• What this task involves
Reproduce the passage of the observability documentation starting at "Reducto telemetry is" and ending at "(see [Configuration](#configuration) below).", word for word.

> ## Documentation Index
> Fetch the complete documentation index at: https://docs.reducto.ai/llms.txt
> Use this file to discover all available pages before exploring further.

# Observability & Monitoring

> Built-in observability stack for on-premise Reducto deployments

## Overview

On-premise Reducto deployments include a built-in observability stack called **ClickStack**, which provides:

* **HyperDX**: Unified observability UI for logs, traces, and metrics
* **ClickHouse**: High-performance analytics database for telemetry storage
* **OTEL Collector**: OpenTelemetry collector for ingesting and routing telemetry data

ClickStack is enabled by setting `clickstack.enabled: true` in your Helm values. Everything else is automatic. No additional setup required.

Telemetry is part of your on-premise security boundary. Reducto emits logs to stdout and can route traces, metrics, and logs through OpenTelemetry, but you control where telemetry is stored, who can access it, and how long it is retained. See the [on-prem security model](/onprem/security_model) for the shared responsibility model.

Reducto telemetry is designed for operational metadata. It should not contain document content, OCR text, extracted values, prompts, model outputs, API tokens, access keys, secrets, or other customer content. File names and URLs can reveal customer identity and should be redacted or avoided before telemetry leaves the deployment.

## Accessing HyperDX

### Default Credentials

When ClickStack is enabled, a seed admin user is automatically created on first install with default credentials. Contact the Reducto team for the default login details, or configure your own credentials in your Helm values (see [Configuration](#configuration) below).

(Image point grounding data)
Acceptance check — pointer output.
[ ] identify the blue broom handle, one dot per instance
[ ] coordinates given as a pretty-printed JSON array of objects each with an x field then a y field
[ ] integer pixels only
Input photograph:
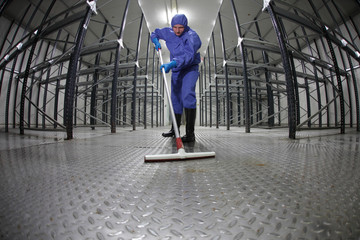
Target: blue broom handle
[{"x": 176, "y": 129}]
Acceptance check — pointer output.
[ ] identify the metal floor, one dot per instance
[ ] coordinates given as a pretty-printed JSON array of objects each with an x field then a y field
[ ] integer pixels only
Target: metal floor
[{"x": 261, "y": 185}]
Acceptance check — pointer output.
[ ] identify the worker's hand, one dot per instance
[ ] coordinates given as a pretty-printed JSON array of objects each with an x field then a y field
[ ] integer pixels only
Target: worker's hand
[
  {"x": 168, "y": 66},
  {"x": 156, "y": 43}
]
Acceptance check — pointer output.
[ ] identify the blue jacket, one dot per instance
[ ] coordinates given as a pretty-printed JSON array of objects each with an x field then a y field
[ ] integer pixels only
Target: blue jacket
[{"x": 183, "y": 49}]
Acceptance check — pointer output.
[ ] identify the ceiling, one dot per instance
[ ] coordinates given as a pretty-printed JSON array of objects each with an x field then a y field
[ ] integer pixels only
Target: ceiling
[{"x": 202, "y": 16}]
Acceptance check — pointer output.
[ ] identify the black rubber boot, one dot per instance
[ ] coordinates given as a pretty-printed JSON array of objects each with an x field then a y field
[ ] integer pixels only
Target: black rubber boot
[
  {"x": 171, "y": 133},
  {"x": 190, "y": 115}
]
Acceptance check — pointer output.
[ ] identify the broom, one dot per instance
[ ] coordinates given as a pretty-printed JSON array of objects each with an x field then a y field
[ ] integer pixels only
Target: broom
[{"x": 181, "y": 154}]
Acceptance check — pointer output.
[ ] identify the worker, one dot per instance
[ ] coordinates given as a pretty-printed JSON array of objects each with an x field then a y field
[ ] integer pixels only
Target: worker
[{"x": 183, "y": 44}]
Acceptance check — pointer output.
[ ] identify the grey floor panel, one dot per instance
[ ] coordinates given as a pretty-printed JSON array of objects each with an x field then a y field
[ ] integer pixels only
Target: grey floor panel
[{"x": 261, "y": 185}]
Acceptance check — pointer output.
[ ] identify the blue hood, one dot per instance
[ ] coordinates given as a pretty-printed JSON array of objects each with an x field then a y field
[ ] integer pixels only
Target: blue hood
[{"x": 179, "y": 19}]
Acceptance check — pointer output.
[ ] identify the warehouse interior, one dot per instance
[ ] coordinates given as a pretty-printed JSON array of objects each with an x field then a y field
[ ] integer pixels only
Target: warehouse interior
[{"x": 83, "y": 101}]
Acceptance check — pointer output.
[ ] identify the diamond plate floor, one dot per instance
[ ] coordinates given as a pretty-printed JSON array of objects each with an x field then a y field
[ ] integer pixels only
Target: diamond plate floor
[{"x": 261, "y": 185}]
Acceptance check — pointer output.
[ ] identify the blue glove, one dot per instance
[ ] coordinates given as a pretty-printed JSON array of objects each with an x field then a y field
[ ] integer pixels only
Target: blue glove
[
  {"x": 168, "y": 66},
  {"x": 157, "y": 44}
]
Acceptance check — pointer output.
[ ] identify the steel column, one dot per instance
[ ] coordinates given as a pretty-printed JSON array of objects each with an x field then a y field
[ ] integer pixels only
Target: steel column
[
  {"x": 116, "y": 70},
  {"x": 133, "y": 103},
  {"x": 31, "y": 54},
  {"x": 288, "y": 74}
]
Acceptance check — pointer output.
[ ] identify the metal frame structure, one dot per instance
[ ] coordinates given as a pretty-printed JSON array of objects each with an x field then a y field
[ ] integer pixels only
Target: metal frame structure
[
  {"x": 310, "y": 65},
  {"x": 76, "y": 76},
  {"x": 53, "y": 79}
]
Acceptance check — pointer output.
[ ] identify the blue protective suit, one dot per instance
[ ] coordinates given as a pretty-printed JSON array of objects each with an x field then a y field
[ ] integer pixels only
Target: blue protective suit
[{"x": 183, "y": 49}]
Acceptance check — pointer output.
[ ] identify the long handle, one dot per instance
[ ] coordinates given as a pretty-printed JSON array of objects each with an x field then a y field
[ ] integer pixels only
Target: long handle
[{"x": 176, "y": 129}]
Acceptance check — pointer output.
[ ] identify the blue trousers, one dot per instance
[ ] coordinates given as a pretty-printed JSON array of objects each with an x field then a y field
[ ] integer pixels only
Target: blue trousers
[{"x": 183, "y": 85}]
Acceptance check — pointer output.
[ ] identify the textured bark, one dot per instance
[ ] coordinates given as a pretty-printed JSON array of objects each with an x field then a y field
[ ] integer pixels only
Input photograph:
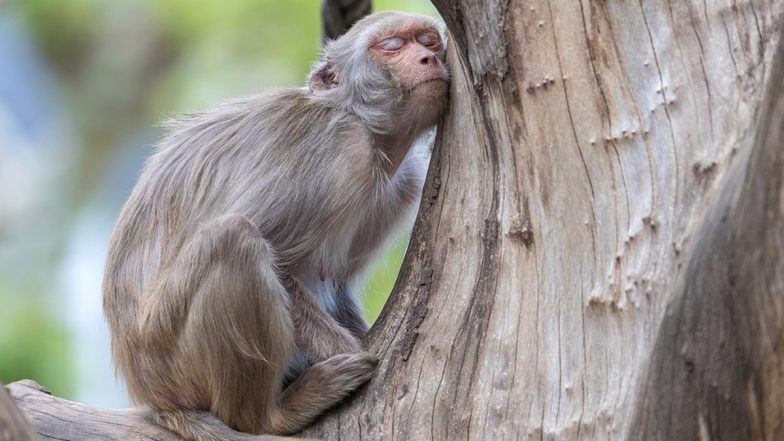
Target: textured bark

• Answer to this task
Reducto telemetry is designed for operational metadata. It should not contain document content, OCR text, extracted values, prompts, model outputs, API tokens, access keys, secrets, or other customer content. File names and URLs can reveal customer identity and should be redacted or avoided before telemetry leaves the deployment.

## Accessing HyperDX

### Default Credentials

When ClickStack is enabled, a seed admin user is automatically created on first install with default credentials. Contact the Reducto team for the default login details, or configure your own credentials in your Helm values (see [Configuration](#configuration) below).